TASK ITEM – Reproduce the listing in full. Omit the pictures.

DATASET RECORDS –

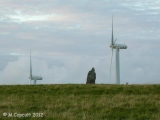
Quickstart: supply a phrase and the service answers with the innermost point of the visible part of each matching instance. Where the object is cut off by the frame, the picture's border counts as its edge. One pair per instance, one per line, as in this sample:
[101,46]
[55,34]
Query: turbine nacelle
[33,77]
[118,46]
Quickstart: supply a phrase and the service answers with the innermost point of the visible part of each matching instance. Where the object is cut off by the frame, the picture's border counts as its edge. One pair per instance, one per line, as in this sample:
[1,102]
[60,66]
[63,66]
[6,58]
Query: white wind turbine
[117,47]
[33,77]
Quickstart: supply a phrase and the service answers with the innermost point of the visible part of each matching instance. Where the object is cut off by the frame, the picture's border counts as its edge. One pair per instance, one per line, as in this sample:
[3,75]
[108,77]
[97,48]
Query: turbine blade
[111,65]
[112,32]
[30,65]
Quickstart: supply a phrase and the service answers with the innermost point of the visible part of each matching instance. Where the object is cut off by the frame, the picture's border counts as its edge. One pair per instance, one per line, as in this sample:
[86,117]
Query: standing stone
[91,77]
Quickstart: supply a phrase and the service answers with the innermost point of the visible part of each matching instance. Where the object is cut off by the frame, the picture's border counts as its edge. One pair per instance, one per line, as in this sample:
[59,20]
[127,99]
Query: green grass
[78,102]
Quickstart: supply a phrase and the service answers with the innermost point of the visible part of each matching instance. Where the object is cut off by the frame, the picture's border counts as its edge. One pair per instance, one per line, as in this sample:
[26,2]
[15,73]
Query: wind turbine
[116,46]
[33,77]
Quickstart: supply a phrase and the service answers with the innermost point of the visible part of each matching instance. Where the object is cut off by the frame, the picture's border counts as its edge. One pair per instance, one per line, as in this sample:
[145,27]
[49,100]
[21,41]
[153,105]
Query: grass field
[78,102]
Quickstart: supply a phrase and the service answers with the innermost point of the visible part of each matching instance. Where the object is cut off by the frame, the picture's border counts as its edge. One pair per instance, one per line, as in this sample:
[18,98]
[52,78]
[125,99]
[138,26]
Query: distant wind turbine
[117,47]
[33,77]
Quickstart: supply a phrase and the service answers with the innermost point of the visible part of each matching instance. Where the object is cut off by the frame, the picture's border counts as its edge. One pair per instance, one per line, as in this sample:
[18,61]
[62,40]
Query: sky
[69,37]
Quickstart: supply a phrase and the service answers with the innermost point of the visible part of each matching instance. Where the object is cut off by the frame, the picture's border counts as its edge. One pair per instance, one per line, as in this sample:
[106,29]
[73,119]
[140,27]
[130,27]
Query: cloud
[70,37]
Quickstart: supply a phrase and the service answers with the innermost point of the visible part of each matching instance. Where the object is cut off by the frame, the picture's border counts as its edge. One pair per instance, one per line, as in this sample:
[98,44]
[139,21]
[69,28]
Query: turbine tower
[33,77]
[116,46]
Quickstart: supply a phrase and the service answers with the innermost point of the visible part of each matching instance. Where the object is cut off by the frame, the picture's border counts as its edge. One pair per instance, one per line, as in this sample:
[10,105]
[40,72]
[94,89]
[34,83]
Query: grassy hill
[78,102]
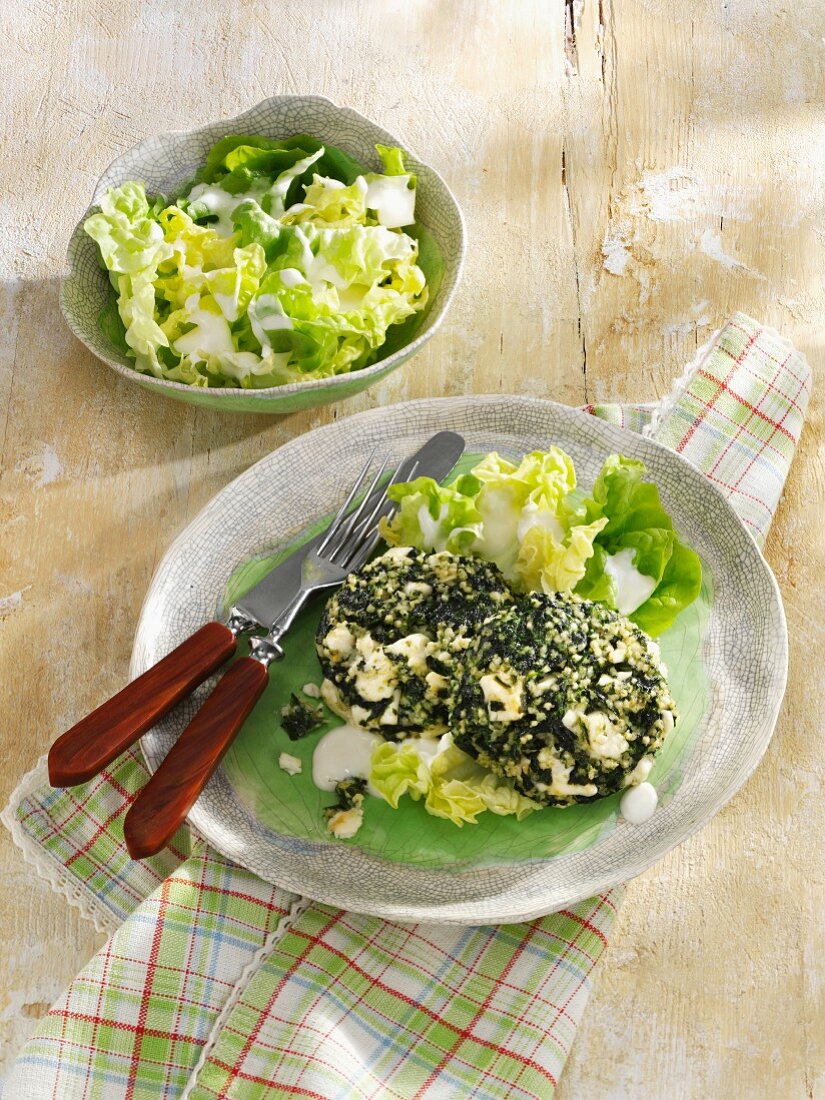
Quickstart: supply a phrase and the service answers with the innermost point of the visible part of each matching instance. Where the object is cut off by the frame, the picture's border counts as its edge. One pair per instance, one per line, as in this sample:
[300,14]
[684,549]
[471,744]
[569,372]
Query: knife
[97,739]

YOUR SOLUTION –
Quickstart: supply a phrase and the service answers with the innermost point of the visible part of each matching instance. Where the object is cut off by the frame, the picture's border counts as its edge. One pair per instance, one per line, as in this sample:
[101,46]
[55,34]
Query: turbine nacelle
[33,77]
[118,46]
Quickstart: supply a phrase and the service answers with the innermost point of the visible part of each matching instance. Where the object is cut off by the frame, the picture's border counts as its edge. One pair per instance, one per line, as in this sample:
[1,102]
[60,66]
[63,66]
[6,58]
Query: white wind turbine
[117,47]
[33,77]
Quickstart: supply a phrase and the service answers with the innermost point of the visible part of each matching instance. Where the object is cut off by the frame, the picture's border counts as its edge. One pair per instance, one per line, as in this sample:
[3,75]
[108,77]
[97,48]
Query: turbine blade
[111,65]
[112,32]
[30,65]
Quickstart: supply a phrase and the service answers with the innermost point of the visible part of each matching instance. Where the object is cut off by the frame, the picture's border counts as its edge. One pair per instance, one per line, as in this sample:
[86,117]
Query: standing stone
[91,77]
Quickstart: supply a phrase and the service answers with the innermost point of the visible part of each matching instance. Where the object is cut off by the frame, the picture's border counts as its edge. One pair per instance, one per line, as in this sample:
[59,20]
[127,99]
Query: green grass
[78,102]
Quickstart: supply a phrase and the service answers with the innermost point of the visible part of each matching instance. Where the object is cut off by the frame, the picture's border counts as its edge. One pair per instance, one per line, as in this sample:
[26,2]
[15,73]
Query: wind turbine
[116,46]
[33,77]
Quickstart: supply a phrase and the service answers with the innermost point of the visible part of each matching instance. Where the object is cut off by the frame, the picture's border counts as its edge. One pair per instance, one per line, as in this sample:
[145,27]
[49,100]
[21,41]
[153,105]
Query: grass field
[78,102]
Quickstart: supply a phrase and the service answers with the innermost point of the visible part of each matching instance. Where the object is cut off by the frame, the picture's border counts as its edge. One pair per instance, one per line, as in this sample:
[18,98]
[52,78]
[125,99]
[138,26]
Query: distant wind turbine
[117,47]
[33,77]
Quickstart: supply a phrase and the service answers with the innermost point of the visible part of each matching instance. Where the object is cut off by the frame, the picture's border counts as its edge. One pair per instance, one per line, as in this sample:
[18,61]
[62,40]
Query: sky
[69,37]
Quickstart: supply a phrase and the service answers with the innermost point of the visible part of each matching instance. Where the object is cut off by the frame, the picture's border counts as its edge. One pair per instance, one per line, as in this sample:
[106,29]
[73,119]
[140,27]
[130,27]
Query: cloud
[70,37]
Quickstart: supply a phrase and the service answers with the innermost point of the visible part of each matching instance. Where the object is cut off by the frame, the picture's border counts as its edge. One pair per instance, one per line, as in this sample:
[98,44]
[139,21]
[69,28]
Query: turbine tower
[33,77]
[116,46]
Quickstart: supply a phrase and the service answers with the innermost point of the visible part of each matching instance. Where the object is cut off by the frame, the picture's border counts as its edge. One pair per instance, one per line, as in this sample:
[10,105]
[40,72]
[94,89]
[34,83]
Query: grassy hill
[78,102]
Quickstart: supply a phrase and the service answers with the innermost point of the visible part of each matching instance. Where the object is cut off by the frame, the picture's border counts as its edge. One pair per instance, one per line, as in this sample:
[300,14]
[684,549]
[471,744]
[569,372]
Query: knife
[97,739]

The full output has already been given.